§ **Exercise**:
Can you give every line of the records below as a Markdown table with columns "Row" and "Line", numbering each row and leaving out blank lines?

§ **Dataset**:
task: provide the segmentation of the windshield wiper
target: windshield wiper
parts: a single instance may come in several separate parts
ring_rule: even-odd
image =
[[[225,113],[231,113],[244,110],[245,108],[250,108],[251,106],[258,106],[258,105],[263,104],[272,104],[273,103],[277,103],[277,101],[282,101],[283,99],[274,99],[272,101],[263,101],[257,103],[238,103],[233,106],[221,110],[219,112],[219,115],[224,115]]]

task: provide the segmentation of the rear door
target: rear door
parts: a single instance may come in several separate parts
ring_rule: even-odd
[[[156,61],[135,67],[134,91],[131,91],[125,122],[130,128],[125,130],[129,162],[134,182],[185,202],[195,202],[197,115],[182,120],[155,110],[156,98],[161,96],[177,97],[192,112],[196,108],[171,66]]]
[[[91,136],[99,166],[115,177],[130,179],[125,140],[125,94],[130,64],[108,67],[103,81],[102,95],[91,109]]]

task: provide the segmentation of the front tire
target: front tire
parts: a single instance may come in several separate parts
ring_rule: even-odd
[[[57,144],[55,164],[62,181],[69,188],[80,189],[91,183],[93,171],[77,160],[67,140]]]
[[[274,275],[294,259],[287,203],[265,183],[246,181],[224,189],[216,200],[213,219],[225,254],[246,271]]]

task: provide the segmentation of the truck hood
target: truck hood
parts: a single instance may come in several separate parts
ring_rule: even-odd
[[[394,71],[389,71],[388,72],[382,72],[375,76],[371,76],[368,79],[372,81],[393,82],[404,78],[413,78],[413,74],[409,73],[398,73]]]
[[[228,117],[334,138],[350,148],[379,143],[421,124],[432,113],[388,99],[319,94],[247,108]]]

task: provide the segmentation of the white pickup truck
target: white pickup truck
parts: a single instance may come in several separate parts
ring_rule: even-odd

§ **Solution for this exercise**:
| Row | Line |
|---|---|
| 1 | task: provide the segmentation of the windshield wiper |
| 2 | target: windshield wiper |
| 3 | parts: a single instance may come in several separate parts |
| 4 | ring_rule: even-odd |
| 5 | image = |
| 6 | [[[225,113],[231,113],[244,110],[245,108],[250,108],[251,106],[258,106],[258,105],[263,104],[272,104],[273,103],[277,103],[277,101],[282,101],[283,99],[274,99],[272,101],[263,101],[257,103],[238,103],[233,106],[221,110],[219,112],[219,115],[224,115]]] |
| 7 | task: provide the segmentation of the rear door |
| 8 | target: rear door |
| 9 | parts: a single instance may come in several separate parts |
| 10 | ring_rule: even-odd |
| 11 | [[[156,61],[135,67],[134,91],[131,91],[125,122],[130,128],[125,130],[129,162],[134,182],[185,202],[195,202],[197,115],[182,120],[155,110],[156,98],[161,96],[177,97],[192,112],[196,108],[171,66]]] |
| 12 | [[[91,136],[99,166],[115,177],[130,179],[125,140],[125,94],[130,64],[108,67],[103,81],[102,95],[91,109]]] |
| 13 | task: provide the segmentation of the front tire |
| 14 | target: front tire |
| 15 | parts: a single instance may come in several separate parts |
| 16 | ring_rule: even-odd |
| 17 | [[[57,144],[55,164],[62,181],[69,188],[80,189],[91,183],[93,171],[77,160],[67,140]]] |
| 18 | [[[274,275],[294,259],[287,203],[265,183],[246,181],[224,189],[216,200],[213,219],[225,254],[246,271]]] |
| 19 | task: provide the segmentation of the truck hood |
| 20 | target: truck hood |
| 21 | parts: a single instance may come in several separate parts |
| 22 | ring_rule: even-odd |
| 23 | [[[394,71],[389,71],[388,72],[382,72],[375,76],[371,76],[368,79],[372,81],[393,82],[404,78],[413,78],[413,74],[409,73],[398,73]]] |
| 24 | [[[228,117],[334,138],[350,148],[379,143],[421,124],[432,113],[388,99],[319,94],[247,108]]] |
| 25 | task: provide the segmentation of the white pickup truck |
| 26 | target: white pickup truck |
| 27 | parts: a single instance may come in several separate parts |
| 28 | ring_rule: even-odd |